**Data entries:**
■ ■ ■
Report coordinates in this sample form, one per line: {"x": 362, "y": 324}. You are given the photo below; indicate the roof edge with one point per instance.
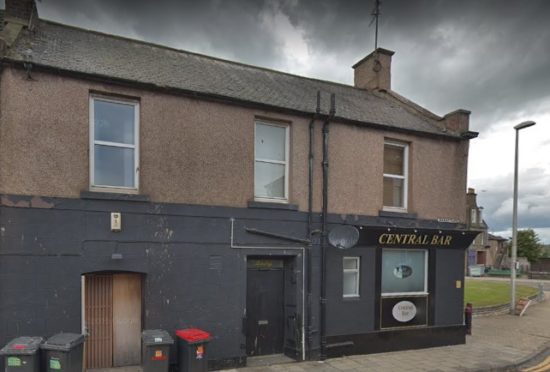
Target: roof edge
{"x": 219, "y": 59}
{"x": 222, "y": 98}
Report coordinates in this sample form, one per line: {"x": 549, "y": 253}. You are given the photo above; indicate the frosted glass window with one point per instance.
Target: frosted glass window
{"x": 351, "y": 276}
{"x": 114, "y": 143}
{"x": 404, "y": 271}
{"x": 271, "y": 163}
{"x": 114, "y": 166}
{"x": 270, "y": 180}
{"x": 114, "y": 122}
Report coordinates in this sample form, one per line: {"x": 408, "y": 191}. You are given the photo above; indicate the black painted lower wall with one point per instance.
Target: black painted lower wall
{"x": 193, "y": 263}
{"x": 395, "y": 340}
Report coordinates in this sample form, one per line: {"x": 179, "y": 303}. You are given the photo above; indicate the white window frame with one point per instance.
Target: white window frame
{"x": 93, "y": 142}
{"x": 357, "y": 271}
{"x": 270, "y": 161}
{"x": 404, "y": 177}
{"x": 426, "y": 268}
{"x": 473, "y": 216}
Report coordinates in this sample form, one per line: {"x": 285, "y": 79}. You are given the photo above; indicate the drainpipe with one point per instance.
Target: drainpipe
{"x": 324, "y": 232}
{"x": 310, "y": 220}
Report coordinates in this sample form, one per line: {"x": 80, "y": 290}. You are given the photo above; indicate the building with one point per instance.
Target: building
{"x": 144, "y": 187}
{"x": 478, "y": 252}
{"x": 498, "y": 252}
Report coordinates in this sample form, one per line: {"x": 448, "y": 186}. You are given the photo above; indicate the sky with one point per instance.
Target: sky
{"x": 490, "y": 57}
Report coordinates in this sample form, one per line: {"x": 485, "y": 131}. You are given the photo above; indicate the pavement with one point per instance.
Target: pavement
{"x": 498, "y": 343}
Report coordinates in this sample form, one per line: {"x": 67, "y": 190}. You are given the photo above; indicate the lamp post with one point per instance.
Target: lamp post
{"x": 518, "y": 127}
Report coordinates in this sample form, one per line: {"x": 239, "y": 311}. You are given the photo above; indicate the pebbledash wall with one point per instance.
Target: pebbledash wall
{"x": 194, "y": 227}
{"x": 196, "y": 188}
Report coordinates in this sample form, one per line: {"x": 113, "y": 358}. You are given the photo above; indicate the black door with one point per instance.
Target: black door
{"x": 264, "y": 307}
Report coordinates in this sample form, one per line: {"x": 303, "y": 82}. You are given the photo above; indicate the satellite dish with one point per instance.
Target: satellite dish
{"x": 343, "y": 236}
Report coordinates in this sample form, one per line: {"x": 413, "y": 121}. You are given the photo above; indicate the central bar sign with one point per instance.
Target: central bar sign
{"x": 414, "y": 238}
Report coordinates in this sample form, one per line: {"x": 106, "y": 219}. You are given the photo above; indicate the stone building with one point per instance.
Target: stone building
{"x": 145, "y": 187}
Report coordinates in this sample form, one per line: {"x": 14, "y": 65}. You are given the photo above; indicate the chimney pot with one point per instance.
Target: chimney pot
{"x": 374, "y": 71}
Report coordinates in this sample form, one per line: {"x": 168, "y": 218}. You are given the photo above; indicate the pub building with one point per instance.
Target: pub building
{"x": 402, "y": 289}
{"x": 157, "y": 188}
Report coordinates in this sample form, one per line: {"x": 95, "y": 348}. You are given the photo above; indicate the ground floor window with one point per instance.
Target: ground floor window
{"x": 351, "y": 276}
{"x": 404, "y": 271}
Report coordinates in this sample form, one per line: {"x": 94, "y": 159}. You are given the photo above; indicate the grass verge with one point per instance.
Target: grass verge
{"x": 486, "y": 293}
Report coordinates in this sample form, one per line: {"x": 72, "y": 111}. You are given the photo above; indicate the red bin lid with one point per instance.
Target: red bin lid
{"x": 193, "y": 334}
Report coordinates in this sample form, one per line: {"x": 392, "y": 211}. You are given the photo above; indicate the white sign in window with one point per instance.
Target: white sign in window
{"x": 351, "y": 276}
{"x": 404, "y": 271}
{"x": 395, "y": 176}
{"x": 271, "y": 162}
{"x": 114, "y": 133}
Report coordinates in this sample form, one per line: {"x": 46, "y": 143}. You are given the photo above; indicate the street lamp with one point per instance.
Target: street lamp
{"x": 525, "y": 124}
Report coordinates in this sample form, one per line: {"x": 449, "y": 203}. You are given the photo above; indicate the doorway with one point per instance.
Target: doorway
{"x": 112, "y": 319}
{"x": 264, "y": 306}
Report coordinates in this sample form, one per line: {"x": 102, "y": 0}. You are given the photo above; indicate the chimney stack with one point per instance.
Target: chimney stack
{"x": 23, "y": 12}
{"x": 374, "y": 71}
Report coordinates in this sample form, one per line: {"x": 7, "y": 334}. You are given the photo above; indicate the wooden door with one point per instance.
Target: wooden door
{"x": 126, "y": 320}
{"x": 98, "y": 310}
{"x": 112, "y": 313}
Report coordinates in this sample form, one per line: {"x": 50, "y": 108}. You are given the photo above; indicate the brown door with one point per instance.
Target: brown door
{"x": 98, "y": 310}
{"x": 113, "y": 320}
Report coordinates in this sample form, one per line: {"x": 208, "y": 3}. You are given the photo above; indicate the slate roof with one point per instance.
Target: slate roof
{"x": 89, "y": 52}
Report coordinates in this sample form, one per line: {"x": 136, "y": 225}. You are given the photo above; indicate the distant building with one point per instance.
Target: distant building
{"x": 497, "y": 253}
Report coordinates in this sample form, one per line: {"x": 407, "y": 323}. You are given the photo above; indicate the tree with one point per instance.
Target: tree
{"x": 529, "y": 245}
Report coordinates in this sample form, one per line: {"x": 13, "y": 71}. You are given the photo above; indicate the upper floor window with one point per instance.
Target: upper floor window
{"x": 114, "y": 147}
{"x": 395, "y": 176}
{"x": 473, "y": 215}
{"x": 271, "y": 162}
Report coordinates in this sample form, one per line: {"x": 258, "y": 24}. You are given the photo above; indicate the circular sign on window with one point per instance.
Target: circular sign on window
{"x": 404, "y": 311}
{"x": 402, "y": 271}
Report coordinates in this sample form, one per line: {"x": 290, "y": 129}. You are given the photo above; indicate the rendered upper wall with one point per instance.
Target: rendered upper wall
{"x": 201, "y": 152}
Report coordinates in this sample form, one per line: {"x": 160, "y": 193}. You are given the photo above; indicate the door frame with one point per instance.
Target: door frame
{"x": 83, "y": 276}
{"x": 289, "y": 261}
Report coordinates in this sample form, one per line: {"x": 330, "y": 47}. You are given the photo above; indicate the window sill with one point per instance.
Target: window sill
{"x": 396, "y": 213}
{"x": 272, "y": 205}
{"x": 351, "y": 298}
{"x": 98, "y": 195}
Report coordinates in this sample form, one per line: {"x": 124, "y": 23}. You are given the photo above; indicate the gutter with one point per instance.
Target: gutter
{"x": 324, "y": 232}
{"x": 310, "y": 221}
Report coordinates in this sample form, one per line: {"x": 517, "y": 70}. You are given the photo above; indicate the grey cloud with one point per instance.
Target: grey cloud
{"x": 495, "y": 196}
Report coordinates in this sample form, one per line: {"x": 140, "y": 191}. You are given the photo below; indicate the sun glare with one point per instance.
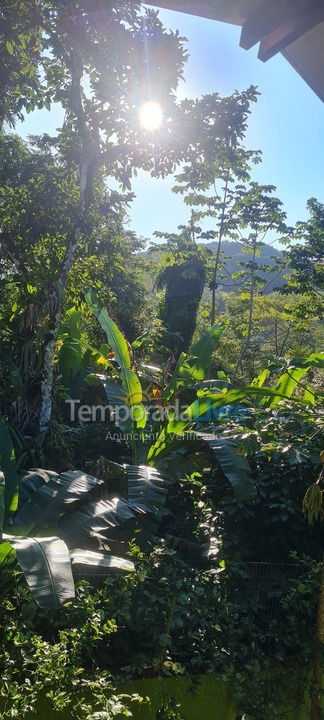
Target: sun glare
{"x": 151, "y": 116}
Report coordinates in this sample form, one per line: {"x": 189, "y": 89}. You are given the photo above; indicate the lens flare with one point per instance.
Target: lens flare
{"x": 151, "y": 116}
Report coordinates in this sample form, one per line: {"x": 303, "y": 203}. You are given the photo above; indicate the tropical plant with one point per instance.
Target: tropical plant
{"x": 182, "y": 273}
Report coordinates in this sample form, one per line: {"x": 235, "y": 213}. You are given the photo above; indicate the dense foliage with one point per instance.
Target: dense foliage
{"x": 176, "y": 525}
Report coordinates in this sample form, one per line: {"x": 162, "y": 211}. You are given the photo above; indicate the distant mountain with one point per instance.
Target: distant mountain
{"x": 233, "y": 255}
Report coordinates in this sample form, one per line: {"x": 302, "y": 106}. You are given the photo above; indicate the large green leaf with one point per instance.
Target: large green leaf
{"x": 285, "y": 386}
{"x": 234, "y": 465}
{"x": 147, "y": 487}
{"x": 53, "y": 499}
{"x": 201, "y": 354}
{"x": 8, "y": 489}
{"x": 102, "y": 520}
{"x": 175, "y": 380}
{"x": 2, "y": 501}
{"x": 118, "y": 344}
{"x": 99, "y": 563}
{"x": 31, "y": 481}
{"x": 71, "y": 352}
{"x": 47, "y": 568}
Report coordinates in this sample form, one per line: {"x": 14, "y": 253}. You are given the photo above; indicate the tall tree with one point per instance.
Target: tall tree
{"x": 217, "y": 163}
{"x": 182, "y": 274}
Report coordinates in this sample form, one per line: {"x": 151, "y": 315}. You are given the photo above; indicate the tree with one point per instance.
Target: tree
{"x": 100, "y": 66}
{"x": 182, "y": 274}
{"x": 21, "y": 42}
{"x": 304, "y": 257}
{"x": 39, "y": 201}
{"x": 217, "y": 163}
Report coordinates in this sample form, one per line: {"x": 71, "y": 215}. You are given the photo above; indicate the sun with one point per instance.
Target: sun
{"x": 151, "y": 116}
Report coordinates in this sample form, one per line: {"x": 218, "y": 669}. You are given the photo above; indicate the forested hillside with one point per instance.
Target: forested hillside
{"x": 161, "y": 410}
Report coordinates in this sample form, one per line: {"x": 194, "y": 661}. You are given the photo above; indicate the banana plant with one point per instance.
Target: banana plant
{"x": 172, "y": 438}
{"x": 62, "y": 525}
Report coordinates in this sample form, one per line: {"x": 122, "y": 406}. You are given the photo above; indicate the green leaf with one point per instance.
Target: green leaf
{"x": 261, "y": 378}
{"x": 101, "y": 562}
{"x": 175, "y": 380}
{"x": 9, "y": 492}
{"x": 103, "y": 519}
{"x": 287, "y": 384}
{"x": 201, "y": 354}
{"x": 147, "y": 487}
{"x": 234, "y": 465}
{"x": 10, "y": 47}
{"x": 118, "y": 344}
{"x": 53, "y": 499}
{"x": 47, "y": 568}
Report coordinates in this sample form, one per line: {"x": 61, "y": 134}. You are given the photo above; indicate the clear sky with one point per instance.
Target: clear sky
{"x": 286, "y": 124}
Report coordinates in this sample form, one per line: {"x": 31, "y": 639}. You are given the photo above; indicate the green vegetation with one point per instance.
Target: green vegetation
{"x": 161, "y": 409}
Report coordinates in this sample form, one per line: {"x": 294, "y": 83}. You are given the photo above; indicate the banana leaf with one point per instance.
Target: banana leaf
{"x": 31, "y": 481}
{"x": 201, "y": 354}
{"x": 102, "y": 520}
{"x": 147, "y": 487}
{"x": 46, "y": 565}
{"x": 52, "y": 500}
{"x": 118, "y": 344}
{"x": 234, "y": 466}
{"x": 9, "y": 488}
{"x": 98, "y": 563}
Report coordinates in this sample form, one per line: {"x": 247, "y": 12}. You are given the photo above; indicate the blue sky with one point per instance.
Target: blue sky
{"x": 286, "y": 124}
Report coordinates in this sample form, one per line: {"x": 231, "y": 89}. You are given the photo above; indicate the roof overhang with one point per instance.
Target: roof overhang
{"x": 293, "y": 27}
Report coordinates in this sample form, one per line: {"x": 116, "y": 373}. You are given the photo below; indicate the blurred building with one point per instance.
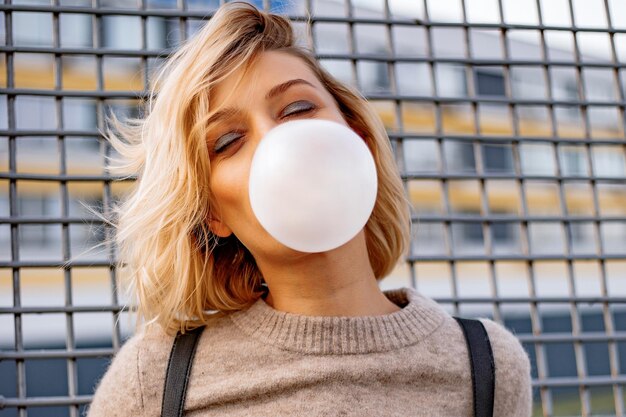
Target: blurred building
{"x": 496, "y": 155}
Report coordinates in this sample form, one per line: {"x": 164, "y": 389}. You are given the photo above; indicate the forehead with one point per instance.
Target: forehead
{"x": 269, "y": 69}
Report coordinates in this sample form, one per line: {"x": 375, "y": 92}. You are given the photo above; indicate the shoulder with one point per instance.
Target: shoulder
{"x": 513, "y": 393}
{"x": 121, "y": 390}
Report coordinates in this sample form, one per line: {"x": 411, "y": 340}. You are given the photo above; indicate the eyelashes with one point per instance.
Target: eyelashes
{"x": 300, "y": 107}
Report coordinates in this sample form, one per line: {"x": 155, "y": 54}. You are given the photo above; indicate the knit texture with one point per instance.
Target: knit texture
{"x": 264, "y": 362}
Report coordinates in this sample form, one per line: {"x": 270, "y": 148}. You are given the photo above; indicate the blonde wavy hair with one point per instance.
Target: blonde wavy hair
{"x": 171, "y": 264}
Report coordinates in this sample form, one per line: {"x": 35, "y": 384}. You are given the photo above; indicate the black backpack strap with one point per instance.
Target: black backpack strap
{"x": 482, "y": 365}
{"x": 178, "y": 371}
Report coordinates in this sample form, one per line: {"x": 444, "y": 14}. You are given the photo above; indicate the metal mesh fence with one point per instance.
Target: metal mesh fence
{"x": 506, "y": 118}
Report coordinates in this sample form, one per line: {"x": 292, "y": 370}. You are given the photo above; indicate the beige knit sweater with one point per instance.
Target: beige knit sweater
{"x": 265, "y": 362}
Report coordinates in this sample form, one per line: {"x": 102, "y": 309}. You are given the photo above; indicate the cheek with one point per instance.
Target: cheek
{"x": 229, "y": 184}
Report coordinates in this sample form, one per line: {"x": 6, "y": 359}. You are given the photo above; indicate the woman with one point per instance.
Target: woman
{"x": 295, "y": 333}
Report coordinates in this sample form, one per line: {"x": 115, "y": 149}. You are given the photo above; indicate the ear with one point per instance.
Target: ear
{"x": 218, "y": 227}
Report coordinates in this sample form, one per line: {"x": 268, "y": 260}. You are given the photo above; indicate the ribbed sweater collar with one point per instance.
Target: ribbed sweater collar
{"x": 418, "y": 318}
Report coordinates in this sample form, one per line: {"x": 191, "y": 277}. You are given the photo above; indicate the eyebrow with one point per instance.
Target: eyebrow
{"x": 274, "y": 91}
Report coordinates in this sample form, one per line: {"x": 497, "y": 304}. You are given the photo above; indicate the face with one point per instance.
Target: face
{"x": 278, "y": 88}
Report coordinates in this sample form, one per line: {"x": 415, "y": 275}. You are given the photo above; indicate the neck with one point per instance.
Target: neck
{"x": 340, "y": 282}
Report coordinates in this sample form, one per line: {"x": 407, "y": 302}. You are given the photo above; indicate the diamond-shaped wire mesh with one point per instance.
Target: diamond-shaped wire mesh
{"x": 506, "y": 118}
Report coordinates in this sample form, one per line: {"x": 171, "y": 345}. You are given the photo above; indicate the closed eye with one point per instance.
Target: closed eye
{"x": 297, "y": 107}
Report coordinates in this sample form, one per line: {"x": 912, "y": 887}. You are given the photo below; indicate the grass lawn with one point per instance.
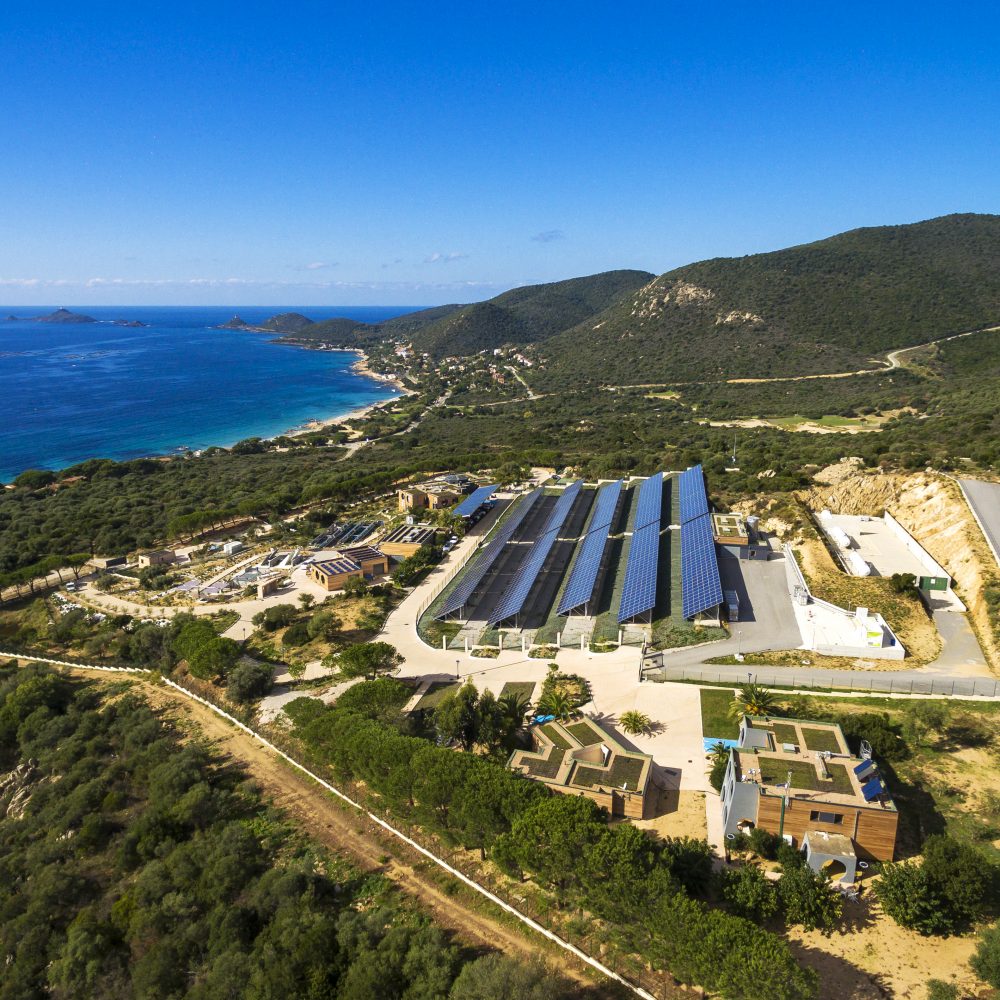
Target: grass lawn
{"x": 784, "y": 733}
{"x": 523, "y": 688}
{"x": 431, "y": 698}
{"x": 554, "y": 736}
{"x": 820, "y": 739}
{"x": 545, "y": 768}
{"x": 585, "y": 733}
{"x": 774, "y": 772}
{"x": 715, "y": 719}
{"x": 623, "y": 770}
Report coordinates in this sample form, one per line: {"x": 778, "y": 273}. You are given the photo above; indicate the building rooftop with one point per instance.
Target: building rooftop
{"x": 333, "y": 567}
{"x": 812, "y": 758}
{"x": 361, "y": 553}
{"x": 414, "y": 533}
{"x": 730, "y": 529}
{"x": 580, "y": 754}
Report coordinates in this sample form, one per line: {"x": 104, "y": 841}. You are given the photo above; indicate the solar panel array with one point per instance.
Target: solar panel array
{"x": 639, "y": 589}
{"x": 650, "y": 502}
{"x": 488, "y": 556}
{"x": 512, "y": 601}
{"x": 582, "y": 580}
{"x": 694, "y": 502}
{"x": 701, "y": 588}
{"x": 872, "y": 789}
{"x": 474, "y": 501}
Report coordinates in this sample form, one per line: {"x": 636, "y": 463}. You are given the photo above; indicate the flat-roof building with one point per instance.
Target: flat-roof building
{"x": 799, "y": 780}
{"x": 407, "y": 539}
{"x": 372, "y": 562}
{"x": 333, "y": 574}
{"x": 581, "y": 758}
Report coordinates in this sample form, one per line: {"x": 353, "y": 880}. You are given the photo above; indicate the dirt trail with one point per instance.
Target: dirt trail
{"x": 345, "y": 831}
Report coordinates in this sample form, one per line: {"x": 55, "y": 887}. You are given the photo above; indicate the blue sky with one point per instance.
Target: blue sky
{"x": 332, "y": 153}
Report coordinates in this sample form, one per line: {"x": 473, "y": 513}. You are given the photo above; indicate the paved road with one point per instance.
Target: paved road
{"x": 984, "y": 500}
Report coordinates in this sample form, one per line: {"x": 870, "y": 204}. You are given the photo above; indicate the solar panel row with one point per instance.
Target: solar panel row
{"x": 639, "y": 589}
{"x": 694, "y": 501}
{"x": 474, "y": 501}
{"x": 582, "y": 580}
{"x": 701, "y": 588}
{"x": 650, "y": 503}
{"x": 473, "y": 576}
{"x": 512, "y": 602}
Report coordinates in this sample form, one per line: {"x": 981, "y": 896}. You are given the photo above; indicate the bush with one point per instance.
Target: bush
{"x": 248, "y": 682}
{"x": 943, "y": 894}
{"x": 986, "y": 960}
{"x": 297, "y": 635}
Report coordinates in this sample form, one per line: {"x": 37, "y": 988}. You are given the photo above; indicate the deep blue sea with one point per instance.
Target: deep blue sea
{"x": 69, "y": 392}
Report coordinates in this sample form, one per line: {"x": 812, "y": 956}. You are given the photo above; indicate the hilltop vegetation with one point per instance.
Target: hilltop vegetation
{"x": 521, "y": 316}
{"x": 134, "y": 864}
{"x": 821, "y": 307}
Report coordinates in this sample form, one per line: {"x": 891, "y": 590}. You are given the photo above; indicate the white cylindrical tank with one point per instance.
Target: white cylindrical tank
{"x": 840, "y": 537}
{"x": 858, "y": 565}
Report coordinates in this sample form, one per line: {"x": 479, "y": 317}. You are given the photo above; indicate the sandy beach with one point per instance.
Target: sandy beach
{"x": 361, "y": 367}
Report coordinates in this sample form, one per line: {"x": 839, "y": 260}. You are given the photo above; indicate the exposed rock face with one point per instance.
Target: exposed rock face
{"x": 236, "y": 323}
{"x": 736, "y": 318}
{"x": 65, "y": 316}
{"x": 17, "y": 784}
{"x": 932, "y": 509}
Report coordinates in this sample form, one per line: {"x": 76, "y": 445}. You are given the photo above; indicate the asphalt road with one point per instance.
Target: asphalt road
{"x": 984, "y": 499}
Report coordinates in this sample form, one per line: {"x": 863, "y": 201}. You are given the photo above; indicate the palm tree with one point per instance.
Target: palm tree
{"x": 514, "y": 707}
{"x": 752, "y": 699}
{"x": 634, "y": 722}
{"x": 556, "y": 703}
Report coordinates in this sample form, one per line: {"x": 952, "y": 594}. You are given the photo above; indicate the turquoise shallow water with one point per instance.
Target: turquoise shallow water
{"x": 69, "y": 392}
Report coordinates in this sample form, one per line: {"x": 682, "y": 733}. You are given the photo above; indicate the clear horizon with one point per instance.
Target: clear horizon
{"x": 396, "y": 156}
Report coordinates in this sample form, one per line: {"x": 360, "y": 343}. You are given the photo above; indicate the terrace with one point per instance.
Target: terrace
■ ■ ■
**Short problem:**
Quote only the lines from the line containing "asphalt road with one point per instance." through the end of the entries, keeping the first and the last.

**Solution for this problem:**
Report coordinates in this sample form, one per line: {"x": 76, "y": 445}. You are given the photo above; indicate the asphalt road with one point per instance.
Target: asphalt road
{"x": 984, "y": 499}
Report coordinates in this sample form, one per line: {"x": 863, "y": 201}. You are given the photo above; indicate the palm tree with one point per instance.
Target: palm tree
{"x": 514, "y": 707}
{"x": 752, "y": 699}
{"x": 634, "y": 722}
{"x": 556, "y": 703}
Report coordinates in this sample form, one per line: {"x": 952, "y": 594}. You are given the photo above; indicate the turquoise shallow water with one point per instance.
Target: turquoise shallow water
{"x": 69, "y": 392}
Report coordinates in this sample form, one per line: {"x": 682, "y": 733}. You are given the photo above; indicate the clear horizon with one point per instance.
Target: clear horizon
{"x": 396, "y": 156}
Report coordinates in this sample form, one per line: {"x": 360, "y": 343}. You are given the photo above; indicate the terrace with one point per instance.
Target: terrace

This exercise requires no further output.